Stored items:
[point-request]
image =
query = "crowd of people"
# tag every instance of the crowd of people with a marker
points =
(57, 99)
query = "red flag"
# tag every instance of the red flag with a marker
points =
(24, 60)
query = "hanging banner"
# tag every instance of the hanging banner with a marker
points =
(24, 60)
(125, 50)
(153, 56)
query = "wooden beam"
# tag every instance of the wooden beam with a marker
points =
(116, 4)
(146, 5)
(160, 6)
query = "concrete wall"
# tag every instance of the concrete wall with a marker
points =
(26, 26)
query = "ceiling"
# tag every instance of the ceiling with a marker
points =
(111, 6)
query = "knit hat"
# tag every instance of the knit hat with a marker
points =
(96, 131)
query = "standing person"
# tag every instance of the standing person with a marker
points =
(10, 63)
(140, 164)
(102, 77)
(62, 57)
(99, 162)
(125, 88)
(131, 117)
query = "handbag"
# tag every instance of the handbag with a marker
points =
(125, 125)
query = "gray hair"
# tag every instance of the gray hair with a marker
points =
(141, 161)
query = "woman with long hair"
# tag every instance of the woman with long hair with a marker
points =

■ TASK PROMPT:
All entries shown above should be printed again exactly.

■ OUTPUT OF THE EXERCISE:
[point-request]
image =
query = "crowd of people"
# tag every instance of the crowd of people with a marker
points =
(57, 99)
query = "red flag"
# tag every instance of the red flag with a marker
points =
(24, 60)
query = "hanging banner"
# tag every instance of the hanging banner with a marker
points =
(24, 60)
(125, 50)
(153, 56)
query = "wooden beam"
# tag every instance of the wooden beam with a marker
points =
(116, 4)
(146, 5)
(160, 6)
query = "concrete wall"
# tag every instance of the concrete wall with a marker
points =
(26, 26)
query = "ceiling"
# tag every instance of the ceiling with a marker
points =
(111, 6)
query = "knit hat"
# tag every instance of the knit hat with a marker
points =
(96, 131)
query = "standing person"
# tag every instance of the standing person with a marker
points =
(10, 63)
(140, 164)
(102, 77)
(62, 57)
(99, 162)
(125, 88)
(131, 117)
query = "handbag"
# tag every instance of the handbag with a marker
points =
(125, 125)
query = "gray hair"
# tag every instance of the gray hair with a marker
points =
(141, 161)
query = "woman with long hair"
# tag every instance of the woman with long hair with a marker
points =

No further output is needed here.